··· GIVEN DATA ···

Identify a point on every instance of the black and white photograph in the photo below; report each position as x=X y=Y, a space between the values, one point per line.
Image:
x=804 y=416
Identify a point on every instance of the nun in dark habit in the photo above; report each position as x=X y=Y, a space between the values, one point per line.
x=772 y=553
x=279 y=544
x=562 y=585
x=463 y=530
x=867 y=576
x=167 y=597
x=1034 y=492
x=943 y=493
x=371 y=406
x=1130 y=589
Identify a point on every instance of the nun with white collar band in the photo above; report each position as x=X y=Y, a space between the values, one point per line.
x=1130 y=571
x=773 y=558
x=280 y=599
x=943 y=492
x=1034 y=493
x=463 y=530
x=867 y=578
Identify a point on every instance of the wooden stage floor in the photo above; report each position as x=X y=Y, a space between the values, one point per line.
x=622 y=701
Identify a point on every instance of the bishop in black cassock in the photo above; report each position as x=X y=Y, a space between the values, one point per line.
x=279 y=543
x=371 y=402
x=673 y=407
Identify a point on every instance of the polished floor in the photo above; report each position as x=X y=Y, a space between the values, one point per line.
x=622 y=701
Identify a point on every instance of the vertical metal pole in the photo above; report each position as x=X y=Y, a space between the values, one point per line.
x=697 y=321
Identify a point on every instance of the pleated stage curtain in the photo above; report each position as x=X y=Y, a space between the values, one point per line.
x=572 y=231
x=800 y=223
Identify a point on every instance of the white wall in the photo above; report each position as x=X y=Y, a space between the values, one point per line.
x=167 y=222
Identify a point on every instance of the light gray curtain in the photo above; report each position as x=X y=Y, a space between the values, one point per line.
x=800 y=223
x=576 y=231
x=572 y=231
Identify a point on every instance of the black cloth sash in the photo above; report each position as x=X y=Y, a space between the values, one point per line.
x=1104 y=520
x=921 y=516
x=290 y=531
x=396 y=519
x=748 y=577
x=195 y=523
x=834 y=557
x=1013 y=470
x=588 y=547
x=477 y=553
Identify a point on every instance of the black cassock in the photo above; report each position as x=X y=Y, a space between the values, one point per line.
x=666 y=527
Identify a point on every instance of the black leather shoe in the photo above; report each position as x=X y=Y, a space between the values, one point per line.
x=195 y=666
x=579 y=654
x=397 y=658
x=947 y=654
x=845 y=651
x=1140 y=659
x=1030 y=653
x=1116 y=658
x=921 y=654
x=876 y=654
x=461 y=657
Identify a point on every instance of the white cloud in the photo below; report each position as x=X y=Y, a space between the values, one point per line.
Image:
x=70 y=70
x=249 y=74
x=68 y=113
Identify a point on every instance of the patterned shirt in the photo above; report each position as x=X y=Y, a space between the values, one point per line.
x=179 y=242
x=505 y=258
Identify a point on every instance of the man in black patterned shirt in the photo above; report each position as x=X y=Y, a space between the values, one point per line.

···

* _TASK OBJECTIVE_
Put all of the lines above into a numbered list, omitting any blank lines.

* _REPLY_
1. Identify a point on every instance of the black and white photograph in the photo below; report each position as x=X y=Y, a space between the values, one point per line.
2. Image:
3. x=804 y=416
4. Identify a point on every instance of the nun in dark habit in the photo above; report each position as x=X y=Y, a space between the values, one point per line.
5. x=772 y=553
6. x=279 y=544
7. x=562 y=585
8. x=463 y=530
9. x=867 y=576
10. x=167 y=597
11. x=1034 y=492
12. x=943 y=493
13. x=371 y=406
14. x=1130 y=589
15. Identify a point on every instance of the nun with white collar band in the photo above; report each position as x=X y=Y, a space between the values, one point per line.
16. x=1130 y=571
17. x=773 y=558
18. x=280 y=599
19. x=943 y=492
20. x=1034 y=493
21. x=463 y=530
22. x=867 y=578
23. Identify a point on every instance of the wooden stage floor in the photo above; report each position as x=X y=Y, a space between the values, one point per line.
24. x=622 y=701
25. Identify a point on every instance of the bishop in black cassock in the photo above; report each position as x=X y=Y, a space between the values, one point per line.
26. x=279 y=543
27. x=371 y=402
28. x=673 y=407
29. Identify a point on every instance of the polished floor in the photo above; report each position as x=X y=Y, a space between the values, one point per line.
30. x=622 y=701
31. Identify a point on every instance of the vertical metal pole in the photo above; report each position as x=X y=Y, a space between the values, one point per line.
32. x=697 y=321
33. Identify a point on every instance of the pleated stage curtain in the photo above; report each position as x=X y=Y, a space between the values, one point per line.
34. x=572 y=231
35. x=800 y=223
36. Identify a point on every instance of the white wall in the photo above; report each position as x=X y=Y, a space between the values, one point per line.
37. x=167 y=222
38. Identify a point on every instance of the light gray curtain in the photo above; report each position as x=X y=Y, a space between the values, one point per line.
39. x=800 y=223
40. x=576 y=231
41. x=572 y=231
42. Identify a point on every instance of the black cloth sash in the photo above; report each position as x=X y=Y, a space between the values, one point per line.
43. x=1104 y=520
44. x=921 y=516
45. x=290 y=531
46. x=396 y=519
47. x=748 y=577
48. x=195 y=523
49. x=834 y=557
50. x=1013 y=470
51. x=588 y=547
52. x=477 y=553
53. Identify a point on every instance of the black cassock in the photo above; report each position as x=X y=Y, a space between the values, one point per line.
54. x=666 y=527
55. Identify a point on every instance of the black leather shoe in the photo above; report each position as x=X y=Y, a space between the values, one point per line.
56. x=195 y=666
57. x=579 y=654
58. x=397 y=658
59. x=947 y=654
60. x=845 y=651
61. x=1140 y=659
62. x=1030 y=653
63. x=1116 y=658
64. x=921 y=654
65. x=876 y=654
66. x=461 y=657
67. Identify a point on every instance of the white cloud in the photo below; report each position as x=X y=Y, a space between the values, one point per line.
68. Image:
69. x=70 y=70
70. x=249 y=74
71. x=68 y=113
72. Identify a point on every instance of the patterned shirt in the photo above; report each position as x=X y=Y, a space between the values, one point per line.
73. x=179 y=242
74. x=505 y=258
75. Identify a point on every instance of the man in black patterned shirt in the photo above; report each position as x=X y=Y, a space between the values, one point per line.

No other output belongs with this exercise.